**WHAT YOU WILL DO:** Go through the entries below and retype them exactly, omitting each picture.

**Recorded data:**
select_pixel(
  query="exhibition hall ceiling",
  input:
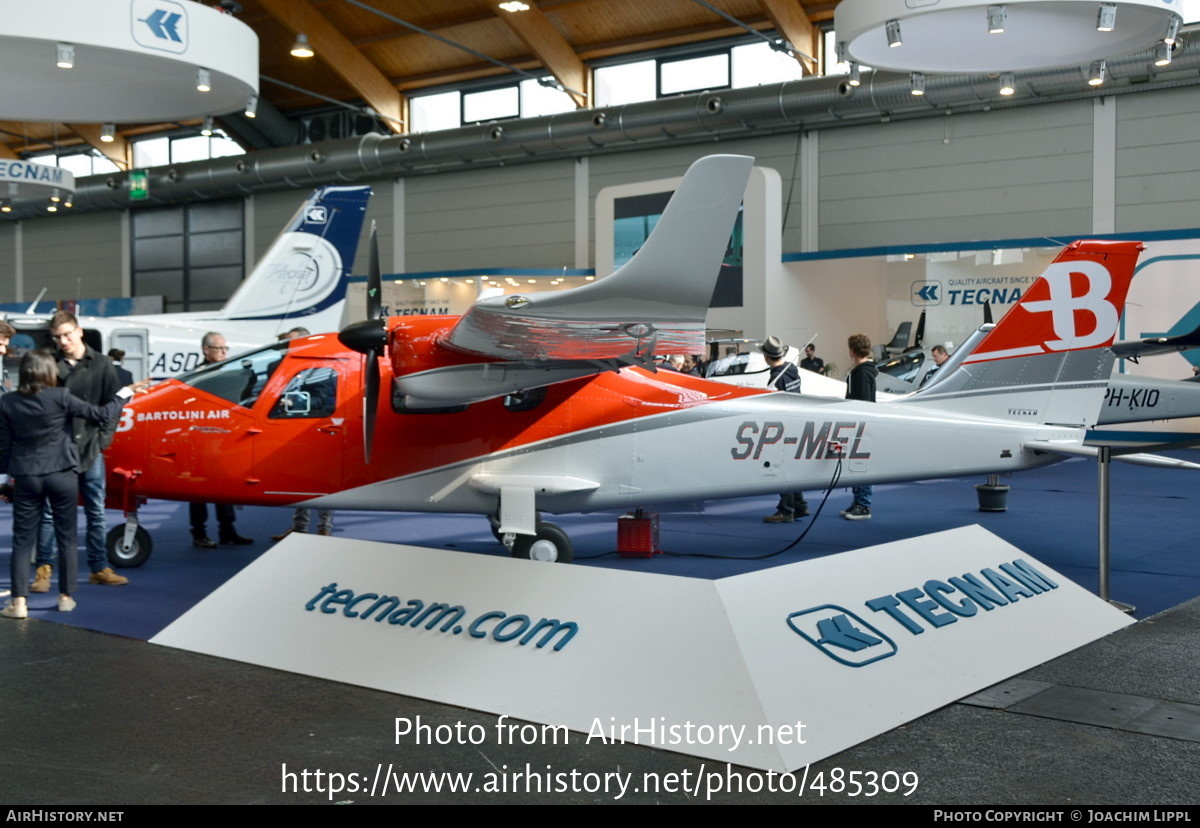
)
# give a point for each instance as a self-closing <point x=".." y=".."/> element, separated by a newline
<point x="372" y="61"/>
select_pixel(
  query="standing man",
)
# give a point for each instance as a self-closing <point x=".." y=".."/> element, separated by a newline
<point x="89" y="376"/>
<point x="784" y="377"/>
<point x="811" y="361"/>
<point x="6" y="334"/>
<point x="940" y="357"/>
<point x="214" y="349"/>
<point x="861" y="385"/>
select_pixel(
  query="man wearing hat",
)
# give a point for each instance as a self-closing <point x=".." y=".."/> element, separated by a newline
<point x="784" y="377"/>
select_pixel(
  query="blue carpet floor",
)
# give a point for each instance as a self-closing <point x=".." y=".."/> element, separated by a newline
<point x="1051" y="516"/>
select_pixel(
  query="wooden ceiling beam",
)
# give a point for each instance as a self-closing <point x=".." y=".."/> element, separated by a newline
<point x="792" y="22"/>
<point x="551" y="48"/>
<point x="335" y="51"/>
<point x="117" y="150"/>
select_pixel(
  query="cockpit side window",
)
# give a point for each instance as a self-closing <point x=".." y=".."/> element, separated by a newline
<point x="312" y="393"/>
<point x="239" y="379"/>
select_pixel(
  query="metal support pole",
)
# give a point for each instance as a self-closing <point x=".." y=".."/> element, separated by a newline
<point x="1103" y="468"/>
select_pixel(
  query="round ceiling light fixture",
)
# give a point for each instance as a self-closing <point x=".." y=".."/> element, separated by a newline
<point x="959" y="36"/>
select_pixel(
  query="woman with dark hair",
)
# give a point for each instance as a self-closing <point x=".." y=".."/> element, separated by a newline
<point x="40" y="455"/>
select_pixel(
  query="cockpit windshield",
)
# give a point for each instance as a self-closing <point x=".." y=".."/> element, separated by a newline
<point x="239" y="379"/>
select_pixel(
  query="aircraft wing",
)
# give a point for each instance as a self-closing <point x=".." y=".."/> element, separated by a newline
<point x="654" y="304"/>
<point x="1157" y="346"/>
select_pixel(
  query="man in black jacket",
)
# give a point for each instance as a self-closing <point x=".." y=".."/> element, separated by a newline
<point x="861" y="385"/>
<point x="91" y="377"/>
<point x="215" y="349"/>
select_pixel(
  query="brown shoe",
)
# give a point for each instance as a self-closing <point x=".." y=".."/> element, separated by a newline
<point x="108" y="577"/>
<point x="42" y="579"/>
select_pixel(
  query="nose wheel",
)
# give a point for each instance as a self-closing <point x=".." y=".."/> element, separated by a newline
<point x="129" y="546"/>
<point x="551" y="544"/>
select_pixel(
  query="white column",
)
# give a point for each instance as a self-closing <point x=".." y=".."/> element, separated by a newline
<point x="582" y="209"/>
<point x="1104" y="165"/>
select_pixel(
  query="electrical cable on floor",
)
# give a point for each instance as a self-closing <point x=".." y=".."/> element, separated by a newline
<point x="828" y="491"/>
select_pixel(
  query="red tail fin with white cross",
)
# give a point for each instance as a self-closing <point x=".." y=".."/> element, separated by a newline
<point x="1048" y="359"/>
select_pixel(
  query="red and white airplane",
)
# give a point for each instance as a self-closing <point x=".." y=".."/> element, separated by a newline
<point x="550" y="403"/>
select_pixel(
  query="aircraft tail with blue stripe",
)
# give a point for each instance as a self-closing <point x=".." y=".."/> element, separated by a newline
<point x="303" y="277"/>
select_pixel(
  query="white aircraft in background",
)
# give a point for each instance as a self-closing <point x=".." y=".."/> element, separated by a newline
<point x="301" y="281"/>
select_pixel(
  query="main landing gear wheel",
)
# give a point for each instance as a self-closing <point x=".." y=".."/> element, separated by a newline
<point x="551" y="544"/>
<point x="138" y="552"/>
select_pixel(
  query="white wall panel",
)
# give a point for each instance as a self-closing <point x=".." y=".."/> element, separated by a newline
<point x="1021" y="172"/>
<point x="9" y="262"/>
<point x="519" y="216"/>
<point x="73" y="257"/>
<point x="1158" y="161"/>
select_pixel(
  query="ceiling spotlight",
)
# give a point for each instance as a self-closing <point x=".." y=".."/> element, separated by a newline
<point x="996" y="16"/>
<point x="893" y="30"/>
<point x="1173" y="31"/>
<point x="301" y="48"/>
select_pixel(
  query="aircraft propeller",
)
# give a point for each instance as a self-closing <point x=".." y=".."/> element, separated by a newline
<point x="370" y="339"/>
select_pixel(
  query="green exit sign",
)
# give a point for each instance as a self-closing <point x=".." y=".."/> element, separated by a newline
<point x="139" y="185"/>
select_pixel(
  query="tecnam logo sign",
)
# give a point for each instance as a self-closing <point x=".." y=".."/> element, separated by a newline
<point x="849" y="639"/>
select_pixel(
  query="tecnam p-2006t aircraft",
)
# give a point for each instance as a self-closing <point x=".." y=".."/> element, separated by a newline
<point x="535" y="403"/>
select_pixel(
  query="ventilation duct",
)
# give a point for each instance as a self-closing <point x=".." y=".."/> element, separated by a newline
<point x="810" y="103"/>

**SOLUTION FOR THIS PROBLEM:**
select_pixel(
  query="exhibition hall ceiling",
  input:
)
# give a point for each instance as a self-closing <point x=".." y=".."/> element, separated by a newline
<point x="372" y="61"/>
select_pixel(
  query="standing man",
)
# give a point for each instance as a self-closing <point x=".." y=".."/> element, separated by a newline
<point x="89" y="376"/>
<point x="784" y="377"/>
<point x="811" y="361"/>
<point x="6" y="334"/>
<point x="940" y="357"/>
<point x="214" y="349"/>
<point x="861" y="385"/>
select_pixel(
  query="man wearing hat",
)
# give a point for each instance as a self-closing <point x=".." y=".."/> element, separated by a newline
<point x="784" y="377"/>
select_pixel(
  query="blue carpet floor",
)
# give a point for each instance as a self-closing <point x=".." y=".."/> element, separated by a newline
<point x="1051" y="516"/>
select_pixel(
  query="wooden ceiling beam",
)
# give a point for each instance as a self-closing <point x=".." y=".."/> element, separated by a newline
<point x="792" y="22"/>
<point x="551" y="48"/>
<point x="335" y="51"/>
<point x="117" y="150"/>
select_pixel(
  query="cockpit side window",
)
# give a point for each instance as a self-closing <point x=".." y=".."/> element, separated by a newline
<point x="312" y="393"/>
<point x="239" y="379"/>
select_pixel(
  query="metal support pole",
)
# give a point for each instance as a self-closing <point x=".." y=".."/> element, separated by a newline
<point x="1103" y="468"/>
select_pixel(
  query="round ceiling light fixture",
)
# give a point for each instance as a self-closing <point x=".." y=".."/> element, separated by a newline
<point x="959" y="36"/>
select_pixel(
  query="woman with dark hair",
)
# give a point for each instance as a self-closing <point x=".." y=".."/> element, separated by a newline
<point x="40" y="455"/>
select_pixel(
  query="cockpit windshield",
)
# give a point for each instance as a self-closing <point x=".." y=".."/> element, separated by a newline
<point x="239" y="379"/>
select_pixel(
  query="aircraft wing",
)
# give a point for each instance as a self-closing <point x=".." y=".."/> element, separated by a newline
<point x="654" y="304"/>
<point x="1157" y="346"/>
select_pixel(
  query="man in black jacket",
)
# give a point for each instance as a self-closing <point x=".." y=".."/> element, separated by a newline
<point x="861" y="385"/>
<point x="91" y="377"/>
<point x="215" y="349"/>
select_pixel(
  query="brown shoe",
)
# give a point for each instance as a self-closing <point x=".." y=".."/> element, separated by a newline
<point x="108" y="577"/>
<point x="42" y="579"/>
select_pixel(
  query="nose wheel",
)
# give a point for each instance as a self-closing <point x=".." y=".."/> element, separated by a newline
<point x="129" y="546"/>
<point x="551" y="544"/>
select_pixel(
  query="white column",
)
# give a point for each instance as a self-closing <point x=".." y=".."/> element, separated by a newline
<point x="582" y="209"/>
<point x="1104" y="165"/>
select_pixel(
  query="electrical cable on floor",
)
# give a point for each instance as a self-closing <point x=".." y=".."/> element, separated by a newline
<point x="828" y="491"/>
select_pixel(
  query="red tail fin with white cross",
)
# give a point for each instance as a self-closing <point x=".." y=".."/> element, separated by a newline
<point x="1048" y="359"/>
select_pixel(
  query="red and white airplane",
)
# give a point for each instance as a self-closing <point x=".." y=".."/> element, separated by a newline
<point x="550" y="403"/>
select_pixel(
  query="aircraft tail with blue stripe",
)
# give a point for each instance as a self-closing <point x=".." y=".."/> element, separated by a newline
<point x="303" y="277"/>
select_pixel(
  query="white aircraft in background",
)
# give a point for each instance as a self-closing <point x=".." y=".."/> element, separated by a newline
<point x="301" y="281"/>
select_pixel(
  query="main landing gear wheel",
)
# give a point for each instance as a self-closing <point x=".." y=".."/> element, separated by a newline
<point x="551" y="544"/>
<point x="138" y="552"/>
select_pixel(
  query="white wall panel",
)
# give a point for each instance as a self-closing <point x=".." y=".."/> element, separated by a newline
<point x="1021" y="172"/>
<point x="9" y="262"/>
<point x="519" y="216"/>
<point x="73" y="257"/>
<point x="1158" y="161"/>
select_pixel(
  query="ceiling spotlight",
)
# give a point for each instance as a self-closing <point x=".." y=".."/> element, separated by a newline
<point x="996" y="16"/>
<point x="893" y="30"/>
<point x="1173" y="31"/>
<point x="301" y="48"/>
select_pixel(
  query="aircraft propeller",
)
# give a point for each instance as a self-closing <point x=".." y=".."/> element, separated by a newline
<point x="370" y="339"/>
select_pixel(
  query="green exit sign",
)
# give a point for each instance as a self-closing <point x=".." y=".."/> element, separated by a newline
<point x="139" y="185"/>
select_pixel(
  query="tecnam logo sign",
)
# give a point for each instance as a self-closing <point x=".." y=".."/> element, separated by a newline
<point x="849" y="639"/>
select_pixel(
  query="tecnam p-2006t aircraft",
)
# give a point for each instance as a self-closing <point x=".." y=".."/> element, separated by a newline
<point x="535" y="403"/>
select_pixel(
  query="ventilation duct",
)
# give a point for each instance as a self-closing <point x=".." y=".."/> element, separated by a newline
<point x="810" y="103"/>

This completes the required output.